_What is expected:_ Copy the grieving text from "Here are some" to "bereavement support group.", substituting "therapist" for "counselor".

_Passage to read:_
Grieving

Grieving is the physical, emotional and mental condition brought on by a loss, such as the death of a loved one (including pets). Grief is our body's natural ability to heal our emotional injury and provokes physical and emotional symptoms, as well as spiritual insights and turmoil.

Traditionally, the five stages of loss are: denial, anger, bargaining, depression and acceptance. Shock, pain and hope have also been added by some writers on the subject. These stages are not stops on some linear timeline in grief; they overlap and circle back. And not everyone goes through all of them or in a prescribed order. There is no timetable for bereavement and each person’s experience is unique. For some, a few weeks or months time brings a sense of peace and renewed hope; others experience wave after wave of grief for years on end, with varying frequency and intensity. Regardless of the type of loss, whether sudden or after a prolonged illness, emotional support is essential.

Here are some suggestions to help you cope and ‘grieve well’:

  • Self-expression: talk, write, create, remember.
  • Emotional self-care: forgive, have fun, plan ahead (anniversaries, holidays).
  • Talk to a caring friend, pastor or counselor.
  • Join a bereavement support group.
  • Read books on grief.
  • Write letters to the person you have lost to express your feelings or as a way of saying goodbye. You can then keep these in a safe place, or bury them under a bush you plant in their memory
  • Keep a journal as a record of your own journey of grief.
  • Create a memorial for the person who died: plant a tree, create a memory book or photo album. Children often like to collect items for a memento box.
  • Commemorate the person you lost on special days, such as birthdays, and holidays. Light a candle, eat favorite food, talk about them. Then go and do something special for yourselves. Plan these activities with the rest of the family.
  • Self care is important to prevent further stress to the body. The following can be helpful in coping with grief:
  • A regular daily routine. Have set times for getting up, meals and going to bed.
  • A balanced diet. Include: breads and cereals; meat, fish and dairy products; fruit and vegetables.
  • Avoid too much coffee and tea to help you sleep at night.
  • Outdoor activities, such as going for a walk or gardening take you away from the stress, and refresh you mentally.
  • Exercise, such as swimming, walking and team games, will produce chemicals called endorphins in the body which help to counteract depression and make you feel good. The exercise does not need to be strenuous. If you have doubts about your fitness consult your doctor.
  • Relaxation: meditation, massage, music.
  • A relaxing pre-sleep routine: winding down before bed and not watching television.
  • Avoiding seeking relief through alcohol, smoking, medication and other drugs

Be patient, tolerant and gentle with yourself as you grieve. It is important to seek professional help when you feel overwhelmed by your grief or memories. No one has to bear it all alone. There is help available.

_Data excerpts:_
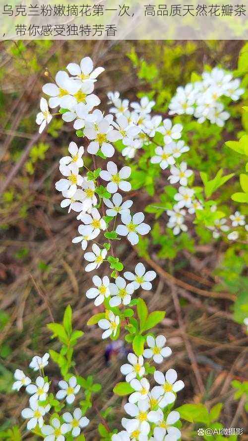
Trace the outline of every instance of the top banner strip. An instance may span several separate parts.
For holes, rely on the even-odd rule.
[[[248,0],[0,0],[0,39],[247,40],[248,17]]]

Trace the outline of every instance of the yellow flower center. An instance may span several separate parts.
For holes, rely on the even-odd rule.
[[[103,261],[103,258],[101,256],[98,256],[95,262],[96,264],[101,264],[102,261]]]
[[[103,143],[107,142],[108,140],[107,139],[106,133],[98,133],[96,137],[96,140],[100,146],[102,145]]]
[[[42,415],[40,411],[38,410],[38,409],[36,411],[35,411],[34,413],[34,417],[35,417],[35,418],[40,418],[41,416]]]
[[[73,173],[71,173],[71,174],[68,176],[68,179],[72,184],[76,184],[77,181],[77,176],[76,175],[74,175]]]
[[[168,158],[170,157],[170,155],[168,153],[163,153],[162,155],[162,159],[167,160]]]
[[[85,102],[87,95],[86,93],[84,93],[82,90],[78,90],[76,93],[74,94],[74,96],[78,102]]]
[[[153,408],[154,407],[156,407],[158,404],[158,400],[156,399],[156,398],[152,398],[150,400],[150,403],[151,404],[151,407]]]
[[[74,392],[74,389],[73,387],[68,387],[67,390],[67,395],[71,395],[71,394],[73,394]]]
[[[138,416],[138,420],[142,423],[142,421],[146,421],[147,420],[147,414],[145,412],[141,412]]]
[[[134,438],[134,439],[135,439],[138,438],[140,433],[140,431],[134,430],[131,434],[131,439],[133,439]]]
[[[106,286],[104,286],[104,285],[101,285],[101,286],[99,286],[98,289],[99,290],[101,294],[103,294],[104,295],[105,294],[106,294],[107,288]]]
[[[125,296],[126,295],[126,291],[125,290],[124,288],[123,289],[119,289],[118,295],[120,296],[121,298],[124,298]]]
[[[94,196],[94,190],[92,190],[91,188],[87,188],[86,190],[85,190],[85,193],[86,193],[87,197],[93,197]]]
[[[65,95],[68,95],[68,92],[65,89],[62,89],[60,88],[59,92],[59,96],[61,98],[62,96],[64,96]]]
[[[134,372],[136,372],[136,373],[138,373],[138,372],[139,372],[139,370],[141,367],[141,366],[140,364],[138,364],[138,363],[137,364],[134,364],[134,365],[133,366],[133,370]]]
[[[130,222],[130,224],[128,224],[128,225],[126,226],[127,229],[129,231],[135,231],[136,228],[136,225],[134,224],[133,224],[132,222]]]
[[[172,384],[170,383],[165,383],[163,387],[165,392],[171,392],[173,388]]]
[[[97,219],[94,219],[91,222],[91,225],[94,228],[100,228],[100,220],[98,220]]]
[[[153,348],[152,351],[153,351],[153,353],[158,354],[160,353],[160,348],[158,348],[157,346],[154,346]]]
[[[121,179],[118,173],[117,174],[117,175],[113,175],[113,176],[112,176],[112,182],[115,182],[116,184],[119,184],[121,180]]]
[[[88,80],[90,76],[88,74],[84,74],[83,72],[82,72],[79,75],[79,78],[80,80]]]
[[[72,158],[72,162],[76,162],[77,160],[78,159],[78,155],[74,155],[71,157]]]

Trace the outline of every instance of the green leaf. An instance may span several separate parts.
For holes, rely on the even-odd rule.
[[[117,239],[117,240],[120,240],[120,238],[118,237],[118,235],[116,231],[107,231],[104,233],[104,236],[106,238],[106,239],[110,239],[113,240],[114,239]]]
[[[89,319],[87,322],[87,324],[88,326],[90,326],[91,325],[96,325],[98,323],[99,320],[101,320],[102,319],[105,319],[105,312],[100,312],[99,314],[95,314],[94,315],[93,315],[92,317],[90,317],[90,319]]]
[[[248,204],[248,193],[234,193],[231,197],[237,202],[246,202]]]
[[[248,193],[248,175],[242,173],[240,176],[240,185],[245,193]]]
[[[143,331],[147,331],[151,328],[156,326],[158,323],[162,321],[165,315],[165,311],[154,311],[148,315],[143,327]]]
[[[148,315],[147,307],[143,299],[139,298],[137,303],[137,313],[139,319],[139,329],[143,330],[145,322]]]
[[[136,335],[135,336],[132,342],[132,349],[137,356],[142,354],[144,352],[144,343],[145,338],[142,336]]]
[[[120,397],[124,397],[125,395],[129,395],[130,394],[131,394],[132,392],[134,391],[134,390],[130,386],[130,383],[126,383],[125,381],[124,381],[116,384],[113,391],[116,395],[119,395]]]
[[[203,404],[184,404],[175,410],[179,412],[181,418],[189,423],[204,423],[206,426],[208,424],[208,412]]]
[[[62,325],[61,325],[60,323],[49,323],[47,326],[48,329],[53,332],[52,338],[59,337],[63,343],[65,344],[68,343],[68,336]]]
[[[70,305],[66,307],[63,318],[63,326],[68,335],[70,335],[72,332],[71,325],[71,317],[72,311]]]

_Answer space:_
Here are some suggestions to help you cope and ‘grieve well’:

  • Self-expression: talk, write, create, remember.
  • Emotional self-care: forgive, have fun, plan ahead (anniversaries, holidays).
  • Talk to a caring friend, pastor or therapist.
  • Join a bereavement support group.